** Exercise brief **
Repeat exactly the lines from the one containing "written like (765,477)." through the last line of the records below, both included, and nothing else.

** Excerpted data **
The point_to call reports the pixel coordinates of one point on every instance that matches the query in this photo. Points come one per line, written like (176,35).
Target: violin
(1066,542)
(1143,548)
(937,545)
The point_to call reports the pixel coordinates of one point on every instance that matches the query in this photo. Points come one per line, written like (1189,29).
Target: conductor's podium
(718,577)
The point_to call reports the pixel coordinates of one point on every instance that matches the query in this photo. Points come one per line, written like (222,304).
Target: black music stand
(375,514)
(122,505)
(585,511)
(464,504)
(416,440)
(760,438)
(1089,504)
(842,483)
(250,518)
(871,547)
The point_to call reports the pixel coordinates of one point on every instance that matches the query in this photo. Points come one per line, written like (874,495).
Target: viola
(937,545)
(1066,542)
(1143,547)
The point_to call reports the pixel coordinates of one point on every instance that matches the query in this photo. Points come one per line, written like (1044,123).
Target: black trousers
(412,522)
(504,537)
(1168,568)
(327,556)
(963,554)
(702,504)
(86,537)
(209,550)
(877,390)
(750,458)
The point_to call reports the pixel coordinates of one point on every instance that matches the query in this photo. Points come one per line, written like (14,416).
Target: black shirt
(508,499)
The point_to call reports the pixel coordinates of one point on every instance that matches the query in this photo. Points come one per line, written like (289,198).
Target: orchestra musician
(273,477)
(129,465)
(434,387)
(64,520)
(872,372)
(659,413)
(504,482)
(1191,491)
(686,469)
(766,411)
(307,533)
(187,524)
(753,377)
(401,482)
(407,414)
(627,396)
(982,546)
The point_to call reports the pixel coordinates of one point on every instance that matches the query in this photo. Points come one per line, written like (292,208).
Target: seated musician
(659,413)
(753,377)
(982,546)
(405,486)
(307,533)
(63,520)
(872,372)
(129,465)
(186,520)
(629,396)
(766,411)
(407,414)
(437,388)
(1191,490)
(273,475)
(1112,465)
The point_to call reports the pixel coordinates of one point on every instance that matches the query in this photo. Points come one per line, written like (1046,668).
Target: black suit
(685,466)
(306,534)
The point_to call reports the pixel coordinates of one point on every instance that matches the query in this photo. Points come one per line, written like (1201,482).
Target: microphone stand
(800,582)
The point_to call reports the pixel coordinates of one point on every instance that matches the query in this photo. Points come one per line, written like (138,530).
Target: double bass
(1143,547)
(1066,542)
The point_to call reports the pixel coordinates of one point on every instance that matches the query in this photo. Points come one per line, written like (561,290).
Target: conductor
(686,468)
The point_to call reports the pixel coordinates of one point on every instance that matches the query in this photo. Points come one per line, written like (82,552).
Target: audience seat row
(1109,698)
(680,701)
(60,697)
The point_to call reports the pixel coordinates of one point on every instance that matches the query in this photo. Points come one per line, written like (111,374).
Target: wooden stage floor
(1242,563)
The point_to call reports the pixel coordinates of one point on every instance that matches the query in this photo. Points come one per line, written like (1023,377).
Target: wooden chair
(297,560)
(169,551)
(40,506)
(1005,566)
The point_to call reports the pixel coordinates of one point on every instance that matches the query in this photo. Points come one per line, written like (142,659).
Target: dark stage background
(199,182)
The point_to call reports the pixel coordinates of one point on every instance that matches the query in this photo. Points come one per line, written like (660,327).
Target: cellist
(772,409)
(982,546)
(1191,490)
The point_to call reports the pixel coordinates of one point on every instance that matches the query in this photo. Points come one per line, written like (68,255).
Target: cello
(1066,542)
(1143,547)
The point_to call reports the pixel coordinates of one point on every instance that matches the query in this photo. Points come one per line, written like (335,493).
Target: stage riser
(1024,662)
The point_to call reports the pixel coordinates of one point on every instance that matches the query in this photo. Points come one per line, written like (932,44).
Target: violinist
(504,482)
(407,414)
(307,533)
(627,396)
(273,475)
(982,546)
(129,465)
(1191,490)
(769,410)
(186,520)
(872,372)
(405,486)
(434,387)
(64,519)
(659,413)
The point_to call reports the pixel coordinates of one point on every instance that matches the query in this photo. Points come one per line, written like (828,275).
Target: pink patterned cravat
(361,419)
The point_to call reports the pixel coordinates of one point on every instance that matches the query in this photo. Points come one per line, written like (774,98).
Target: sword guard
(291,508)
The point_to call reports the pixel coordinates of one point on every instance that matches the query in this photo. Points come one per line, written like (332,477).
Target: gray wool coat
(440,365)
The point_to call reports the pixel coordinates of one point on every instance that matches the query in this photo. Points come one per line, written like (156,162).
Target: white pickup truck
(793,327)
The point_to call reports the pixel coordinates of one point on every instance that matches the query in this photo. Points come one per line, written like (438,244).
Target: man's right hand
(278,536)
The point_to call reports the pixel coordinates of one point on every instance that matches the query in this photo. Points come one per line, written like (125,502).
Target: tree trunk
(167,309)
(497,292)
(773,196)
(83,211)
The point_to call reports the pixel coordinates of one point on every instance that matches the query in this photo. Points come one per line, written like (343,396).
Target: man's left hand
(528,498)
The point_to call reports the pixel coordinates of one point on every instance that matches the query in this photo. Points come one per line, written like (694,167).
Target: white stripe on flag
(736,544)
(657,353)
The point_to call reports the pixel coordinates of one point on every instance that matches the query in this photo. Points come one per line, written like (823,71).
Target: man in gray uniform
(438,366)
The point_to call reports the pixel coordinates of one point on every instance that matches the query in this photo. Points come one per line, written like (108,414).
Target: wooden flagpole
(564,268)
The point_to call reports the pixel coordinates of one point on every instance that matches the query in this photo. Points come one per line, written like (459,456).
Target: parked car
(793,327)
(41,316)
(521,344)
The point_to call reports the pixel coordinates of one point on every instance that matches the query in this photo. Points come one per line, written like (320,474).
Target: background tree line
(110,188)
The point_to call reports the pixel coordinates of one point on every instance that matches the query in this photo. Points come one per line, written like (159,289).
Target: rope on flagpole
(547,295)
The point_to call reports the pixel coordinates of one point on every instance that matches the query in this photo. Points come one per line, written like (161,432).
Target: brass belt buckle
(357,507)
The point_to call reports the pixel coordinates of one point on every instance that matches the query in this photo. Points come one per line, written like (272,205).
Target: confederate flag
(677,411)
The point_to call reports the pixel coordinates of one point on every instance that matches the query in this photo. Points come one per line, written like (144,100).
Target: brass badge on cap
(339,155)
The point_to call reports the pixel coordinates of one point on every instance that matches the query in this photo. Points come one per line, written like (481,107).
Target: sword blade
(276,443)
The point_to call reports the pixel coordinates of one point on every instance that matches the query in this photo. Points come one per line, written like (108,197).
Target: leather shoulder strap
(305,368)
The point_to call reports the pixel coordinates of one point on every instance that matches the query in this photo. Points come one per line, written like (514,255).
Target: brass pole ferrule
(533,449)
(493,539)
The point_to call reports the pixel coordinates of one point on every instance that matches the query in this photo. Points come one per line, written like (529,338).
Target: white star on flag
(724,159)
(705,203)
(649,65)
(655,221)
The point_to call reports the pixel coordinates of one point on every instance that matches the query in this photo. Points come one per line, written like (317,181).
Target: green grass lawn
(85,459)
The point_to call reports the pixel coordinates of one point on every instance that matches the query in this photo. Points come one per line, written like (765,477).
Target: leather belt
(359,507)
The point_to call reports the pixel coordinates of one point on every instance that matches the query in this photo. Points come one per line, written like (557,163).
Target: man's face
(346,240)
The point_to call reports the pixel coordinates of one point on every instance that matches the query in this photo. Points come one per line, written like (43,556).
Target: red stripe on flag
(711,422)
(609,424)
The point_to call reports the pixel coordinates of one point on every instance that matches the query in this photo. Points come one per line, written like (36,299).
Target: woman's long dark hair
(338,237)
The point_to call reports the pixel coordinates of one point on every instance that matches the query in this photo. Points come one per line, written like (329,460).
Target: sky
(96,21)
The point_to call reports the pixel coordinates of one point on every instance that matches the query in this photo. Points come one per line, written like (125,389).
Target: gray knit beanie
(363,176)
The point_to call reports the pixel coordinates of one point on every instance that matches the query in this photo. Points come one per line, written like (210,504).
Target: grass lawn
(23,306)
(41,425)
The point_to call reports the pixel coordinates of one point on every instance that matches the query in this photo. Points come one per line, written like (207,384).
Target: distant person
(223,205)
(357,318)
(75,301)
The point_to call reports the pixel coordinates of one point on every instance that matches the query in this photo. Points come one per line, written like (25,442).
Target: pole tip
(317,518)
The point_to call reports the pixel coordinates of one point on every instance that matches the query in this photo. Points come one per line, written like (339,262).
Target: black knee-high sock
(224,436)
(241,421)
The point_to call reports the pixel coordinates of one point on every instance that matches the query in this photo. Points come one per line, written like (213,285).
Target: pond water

** Task output **
The point_to call reports the pixel coordinates of one point on every instance that matches the query in this photo. Points come one per line, written like (765,477).
Target: leather belt
(359,507)
The point_to call reports the pixel coordinates of one point on every instance that matches the query in this photo. Points come one per line, written like (557,163).
Target: man's face
(346,240)
The point_to call reports the pixel coordinates of one point on every instance that matches the query in this photo. Points come one per line, written like (43,556).
Target: red stripe on flag
(711,422)
(609,424)
The point_to call reports the pixel coordinates of one point on every instance that matches the query in this photo. Points come one per line, written like (36,299).
Target: woman's long dark hair
(338,237)
The point_to call reports the pixel coordinates of one point on every instance that matches the query in this photo. Points come one per line, written like (329,460).
Target: sky
(96,21)
The point_to call reports the pixel coordinates of one point on every instance that matches the query in this photo. Points come one per line, written like (125,389).
Target: gray knit beanie
(363,176)
The point_to call reports the pixel coordinates of one point on every instance that matches the query in this photo. Points come one per line, written like (210,504).
Target: grass lawn
(23,306)
(41,425)
The point_to call reports the pixel coordinates of one point on every instance that matches the query in this photo. Points come one per line, written like (207,384).
Target: distant person
(223,205)
(357,318)
(75,301)
The point_to call reports the pixel coordinates of one point on every instance that matches the query in this photo. Points come one per line, written like (25,442).
Target: pole tip
(317,518)
The point_to call reports the pixel coordinates of one point on every instance that matches the query in this photo. Points come one per line, written like (339,262).
Target: black knee-high sock
(224,436)
(241,421)
The point_to call reports the pixel coordinates of one point on every instance that matches the query in this photo. Points come one per line, written like (213,285).
Target: pond water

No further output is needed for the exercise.